#### Your task
All of the entries below should be printed exactly; the pictures are to be left out.

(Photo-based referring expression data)

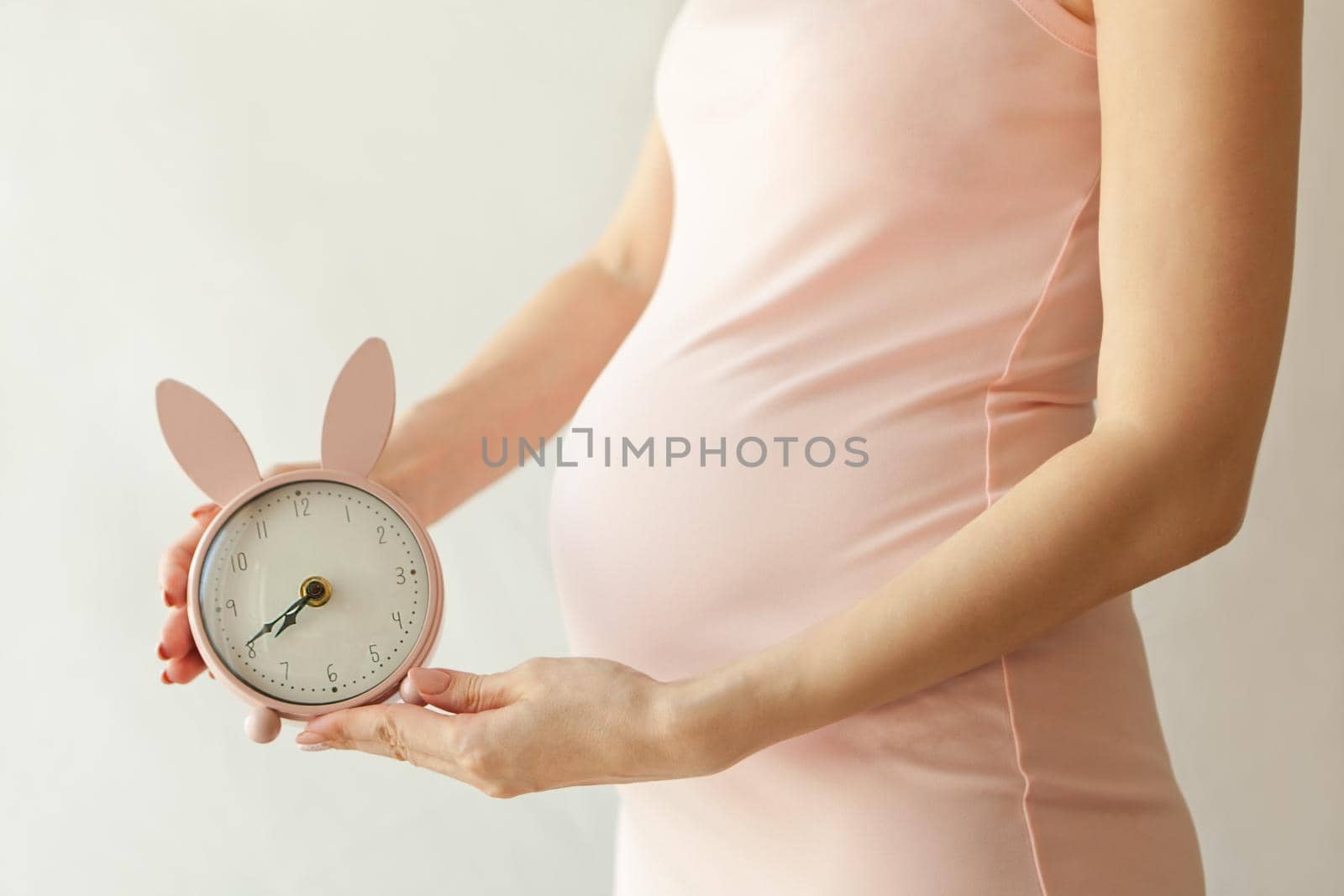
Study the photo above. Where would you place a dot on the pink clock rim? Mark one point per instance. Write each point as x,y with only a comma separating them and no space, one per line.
293,711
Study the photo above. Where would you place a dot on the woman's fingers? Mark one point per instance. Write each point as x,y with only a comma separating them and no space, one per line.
396,731
175,640
176,560
460,691
183,669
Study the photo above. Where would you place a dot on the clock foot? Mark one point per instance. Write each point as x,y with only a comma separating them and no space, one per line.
262,725
409,694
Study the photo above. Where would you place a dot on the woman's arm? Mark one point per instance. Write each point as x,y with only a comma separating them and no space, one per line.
1200,148
528,382
1198,201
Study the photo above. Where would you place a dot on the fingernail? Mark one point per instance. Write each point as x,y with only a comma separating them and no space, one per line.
430,681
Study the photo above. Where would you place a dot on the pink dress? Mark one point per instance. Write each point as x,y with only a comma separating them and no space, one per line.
886,228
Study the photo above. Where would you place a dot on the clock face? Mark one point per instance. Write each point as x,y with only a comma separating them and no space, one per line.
313,593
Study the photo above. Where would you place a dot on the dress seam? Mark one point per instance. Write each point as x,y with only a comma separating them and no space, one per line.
1003,378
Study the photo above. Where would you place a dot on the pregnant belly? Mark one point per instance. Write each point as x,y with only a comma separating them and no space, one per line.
690,562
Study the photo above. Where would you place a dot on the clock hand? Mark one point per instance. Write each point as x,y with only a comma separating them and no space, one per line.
291,616
293,609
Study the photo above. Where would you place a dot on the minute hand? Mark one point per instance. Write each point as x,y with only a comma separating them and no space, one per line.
288,616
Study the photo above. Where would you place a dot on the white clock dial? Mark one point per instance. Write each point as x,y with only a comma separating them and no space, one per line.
365,607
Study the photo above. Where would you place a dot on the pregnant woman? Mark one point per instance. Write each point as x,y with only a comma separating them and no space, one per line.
1026,266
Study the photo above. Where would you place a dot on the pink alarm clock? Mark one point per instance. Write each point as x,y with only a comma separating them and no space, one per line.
312,590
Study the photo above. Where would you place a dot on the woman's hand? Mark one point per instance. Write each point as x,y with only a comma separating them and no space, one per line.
543,725
176,647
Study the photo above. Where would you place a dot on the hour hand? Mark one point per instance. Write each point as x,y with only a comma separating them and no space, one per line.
289,618
286,620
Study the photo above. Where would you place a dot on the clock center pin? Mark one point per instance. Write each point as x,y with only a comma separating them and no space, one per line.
318,590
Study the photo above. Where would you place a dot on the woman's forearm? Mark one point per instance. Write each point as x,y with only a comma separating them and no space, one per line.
1105,515
528,380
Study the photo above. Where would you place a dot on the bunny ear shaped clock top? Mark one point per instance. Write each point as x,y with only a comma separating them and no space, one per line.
336,558
360,411
207,445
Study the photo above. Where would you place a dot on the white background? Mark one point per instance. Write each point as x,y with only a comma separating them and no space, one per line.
235,194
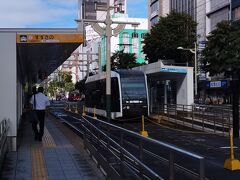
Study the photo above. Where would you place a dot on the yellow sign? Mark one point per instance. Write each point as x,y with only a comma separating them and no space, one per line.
49,38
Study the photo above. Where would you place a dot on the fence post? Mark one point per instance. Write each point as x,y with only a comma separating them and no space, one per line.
171,166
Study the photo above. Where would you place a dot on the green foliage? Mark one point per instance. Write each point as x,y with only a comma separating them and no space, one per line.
66,76
52,87
222,52
121,60
172,31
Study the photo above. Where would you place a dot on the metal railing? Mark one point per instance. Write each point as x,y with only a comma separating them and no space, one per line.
125,154
214,119
4,126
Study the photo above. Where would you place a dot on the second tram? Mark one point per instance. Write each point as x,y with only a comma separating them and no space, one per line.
129,97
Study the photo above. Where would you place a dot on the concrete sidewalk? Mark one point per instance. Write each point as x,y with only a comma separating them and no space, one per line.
59,156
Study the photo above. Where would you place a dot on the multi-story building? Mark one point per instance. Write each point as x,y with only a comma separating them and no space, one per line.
207,13
130,39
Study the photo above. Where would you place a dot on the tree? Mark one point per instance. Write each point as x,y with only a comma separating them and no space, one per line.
222,56
122,60
172,31
80,85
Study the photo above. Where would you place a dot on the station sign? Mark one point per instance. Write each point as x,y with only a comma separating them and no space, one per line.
173,70
49,38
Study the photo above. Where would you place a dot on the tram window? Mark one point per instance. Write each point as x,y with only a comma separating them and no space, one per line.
115,95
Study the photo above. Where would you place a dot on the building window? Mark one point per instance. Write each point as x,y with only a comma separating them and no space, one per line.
143,35
135,44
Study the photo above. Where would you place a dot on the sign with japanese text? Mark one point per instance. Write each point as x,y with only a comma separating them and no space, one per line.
49,38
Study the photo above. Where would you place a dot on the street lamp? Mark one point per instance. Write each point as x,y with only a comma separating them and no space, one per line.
107,31
194,51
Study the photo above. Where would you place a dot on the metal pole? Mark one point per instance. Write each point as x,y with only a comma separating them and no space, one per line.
195,67
108,63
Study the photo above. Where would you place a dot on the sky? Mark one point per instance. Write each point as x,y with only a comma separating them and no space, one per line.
52,13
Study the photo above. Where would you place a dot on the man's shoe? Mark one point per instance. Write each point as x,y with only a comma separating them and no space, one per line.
40,139
36,137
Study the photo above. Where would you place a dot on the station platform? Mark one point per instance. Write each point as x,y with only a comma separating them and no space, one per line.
60,156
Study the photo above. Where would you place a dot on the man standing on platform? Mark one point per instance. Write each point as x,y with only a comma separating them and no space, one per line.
40,105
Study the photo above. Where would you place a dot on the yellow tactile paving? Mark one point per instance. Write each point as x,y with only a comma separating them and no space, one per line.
39,171
48,141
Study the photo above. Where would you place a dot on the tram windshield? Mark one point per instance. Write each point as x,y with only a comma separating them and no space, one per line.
133,88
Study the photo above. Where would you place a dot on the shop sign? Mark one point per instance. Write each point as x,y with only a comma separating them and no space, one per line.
173,70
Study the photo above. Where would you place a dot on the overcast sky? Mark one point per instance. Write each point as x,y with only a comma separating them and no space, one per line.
52,13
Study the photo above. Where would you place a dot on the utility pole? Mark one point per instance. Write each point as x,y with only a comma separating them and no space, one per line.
107,31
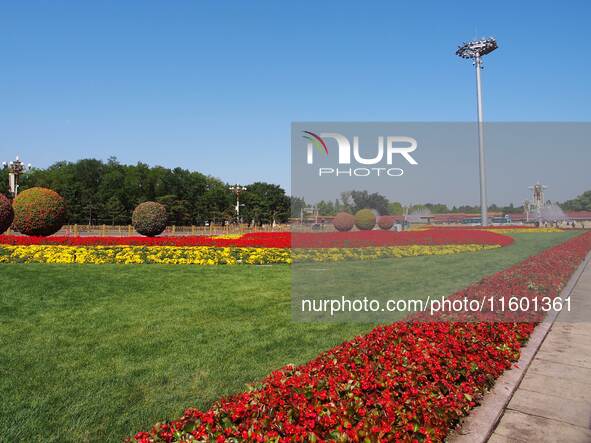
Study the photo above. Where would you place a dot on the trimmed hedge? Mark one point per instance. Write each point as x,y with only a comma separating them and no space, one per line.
343,221
149,219
386,222
365,219
39,212
6,214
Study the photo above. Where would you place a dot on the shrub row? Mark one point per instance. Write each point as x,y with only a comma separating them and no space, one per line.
364,220
42,212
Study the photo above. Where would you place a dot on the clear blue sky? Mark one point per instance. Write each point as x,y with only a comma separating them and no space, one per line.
214,86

#### Answer to this problem
Study the photo above. Where would you place a dot on the pink clock rim? Mark one point per instance. Write each point as x,y with only a comma separating them and no space, one per line.
293,711
Study the photo above. Where would you place a dot on the woman's fingers? Mark one point per instance. Write each point as x,y with only a comma separating them and no space, one per line.
396,731
175,640
176,560
460,691
183,669
Study the photo above. Where would you place a dot on the clock foot? Mark one point per instance. Write each point as x,y with only a comma separating them and no space, one per line.
262,725
409,694
Study the photo above. Where would you place a dot on the woman's arm? Mark one point per instance. Write each point as x,y with only a comma separating them and no space, one per line.
1200,148
528,382
1198,201
Study the photo above. Where would you place a dot on the fingernail? Mark one point per instance. Write each point as x,y with only a comma separating them and no space, one per line.
430,681
Study the photo above. Where would you place a dot on the pink dress? Mark one point per instance. Write each point as x,y with only a comma separating them and no space, one per line.
886,228
Study the photo above. Where would you place a dot on the clock face? Mark one point per instance. Write each point as x,y with only a comma separating them and no space, one per line.
313,593
Study the photo above. Where would you place a dot on the dress seam? Mark one point per instance. Write each point as x,y with only a comma separating them and no space, one per line.
1003,378
Study the photo above. Where would you place a dot on the pregnant belly? Mark one point per instance. Write each point as x,y with only a comma separating them and no space, one per line.
690,562
Study the photo above. Where would you place a dot on the clock hand? Mark one point per instance. Write each point as x,y with only a comma separating them and no space, one per line.
291,616
293,609
Study the photo above. Where would you place a dot on the minute hand? Mark one point per instance. Write each point as x,y with only a comma separating them and no space, one per line.
288,616
Study the photo above. Where would you place a dot on the white clock dial? Mark one point per instance. Write each point as x,y with only a comma separating them and no space, one per line.
365,607
Study the photo above. Where would you place a dot on the pregnant woman? Mark one point per instance. Write each point as x,y with only a comma separating them and no space, one per line.
1026,266
Study the photo above. Where would you place a dot on the pink alarm clock? Mark one point per instance. Write each point as x,y with only a comma separating them and no space, one per line.
312,590
Study the photo above. Where would you place a dot on the woman's hand? Mark one point per instance. Write each point as x,y with only a comma separating them and no space, one per line.
543,725
176,647
Study the photo above. Where would you place a dot on the hour hand? Mark one point per instance. Write each point as x,y with only a comma separating them and no space, one per line.
289,618
286,620
Study the photo above. Where would you place a dot on the clock center pin? Mark one point per instance. Write each point as x,y with only a comma separating them and no space, one per line.
318,590
Study the photo above. Where would you place a dot on the woman's forearm? Mark one point per instance. Write each point as x,y with only a comma separating them and no space, one per line.
1105,515
528,380
Study the photo above. Where would you place a dot on the bunny ear shaped clock top? Mark one point per instance. Write each point as x,y with only a comma separating them and no space, one per line.
336,558
360,411
207,445
Study the photo above. Where would you place a dot on the white background? Mark one point per instance. Write each point as x,y with only a comma separating them and no space, one per line.
235,194
Study the photo above. Where would you place a dot on the yellow sign? Mark one point per instance. Write each point as x,y with only a comma separating them and no space, one per line.
49,38
Study the photo above. Where would you place a dot on the fence post? Mark one point per instance. Write each point as x,y with only a comma separating them and no space, one per line.
171,166
Study the photo above. Where would you place a dot on the green foliage? Mark one point per instance. Write each point as x,y with only a comma separating them and no space, one per line.
66,76
52,87
222,52
121,60
172,31
Study the photo above. Where would you place a dot on the metal railing? Mark one point per instance. Write each point as x,y with only a comma separating them and no space, one per line.
125,154
214,119
4,126
Study the photo above. Where would you place a dot on the second tram? Mark one point per instance. Write each point as x,y with only a comma separating them and no space, one per line.
129,97
Study the photo above. Where would you place a dot on the concrete sidewalk? Mark one point per instance. Write each point as x,y with only a comma separating them and no space, one per line.
59,156
Study the photo above. Where would you place a dot on the multi-story building? Mark one point per instance. Write each point as x,y with only a comma separating them and no space, one per line.
207,13
130,39
Study the photo above. Where would you place a dot on the tree? Mark one point per instance. Write each point as x,y with only a comma separating them and no space, one per line.
222,56
122,60
172,31
80,85
Study the photo above. Where would you place a dot on the station sign? Mark one point per instance. Write each point as x,y with only a comma separating them and no space, one per line.
173,70
49,38
Study the photo above. Where would you place a dot on the tram window? Mark one point per instance. Write each point as x,y with only a comma separating them and no space, one per line.
115,95
Study the photo above. Where would you place a dot on the building window? Mark one point per instance. Write each point as x,y with only a comma separating them and no space, one per line.
143,35
135,44
Study the photo above. Where would you place a dot on the sign with japanese text? Mark one point per instance. Write each point as x,y with only a comma separating them and no space, one per line.
49,38
Study the photo above. Where would you place a dot on the street lamp? Mark one point per instance. Write each point as x,y with only a comma separating them and no space, one per line.
107,31
194,51
Study the photo above. Where would you place a dot on the metal pole? Mark one point per instance. Write each point as x,y with only a comma separating them and no space, one per line.
195,67
108,63
Study the photo above. Where would you place a dot on the sky? Mark one point per instance. Write each point as x,y with only a comma separating them and no space, one per line.
52,13
Study the photo above. Where would you place a dot on the man's shoe? Mark one point per instance. Write each point as x,y with only a comma separating them and no space, one per line.
40,139
36,137
Study the photo above. Where would you place a dot on the station platform? Mark one point per instance. Write each point as x,y with only a comma separating them and no space, one per line.
60,156
Study the photo above. Where would you place a dot on the man standing on platform? Mark one point per instance. Write each point as x,y with only a comma separating them and no space, one per line.
40,105
Study the photo above. Where would you place a dot on the yellow tactile paving? Mark one point per instance. Write each point as x,y with only a comma separating them and no space, one per line.
39,171
48,141
Study the photo above. Where would you place a dot on the tram windshield? Mark one point per instance. Write each point as x,y with only a comma separating them and no space, one per line.
133,88
Study the photo above. Where would you place a dot on the shop sign? Mark one point per instance. Write each point as x,y with only a comma separating them and no space, one per line.
173,70
Study the photo above. Where would you place a dot on the overcast sky? Mark one point per instance. Write each point as x,y with only a comma separating them and no space, one per line.
52,13
Study the photo above. Where would you place a dot on the utility pole? Mark one point per instance. Write each point as x,y with only a comma separating them and no space, one per line.
107,31
Study the photo above. Where would you place a dot on the trimmed hedge? Mark one point per instance. Write each point as x,y with only a comma separating them and no space, one per line.
343,221
149,219
386,222
365,219
39,212
6,214
Study the photo above. Where would you place a dot on the shrub row? Mark one point per instance. Write each point as x,y with only a comma separating them and no space, one per line.
364,220
42,212
Study the photo above. Where would you place a dot on the clear blue sky? Mark one point per instance. Write each point as x,y with only a comma separating them and no space, one per line.
214,86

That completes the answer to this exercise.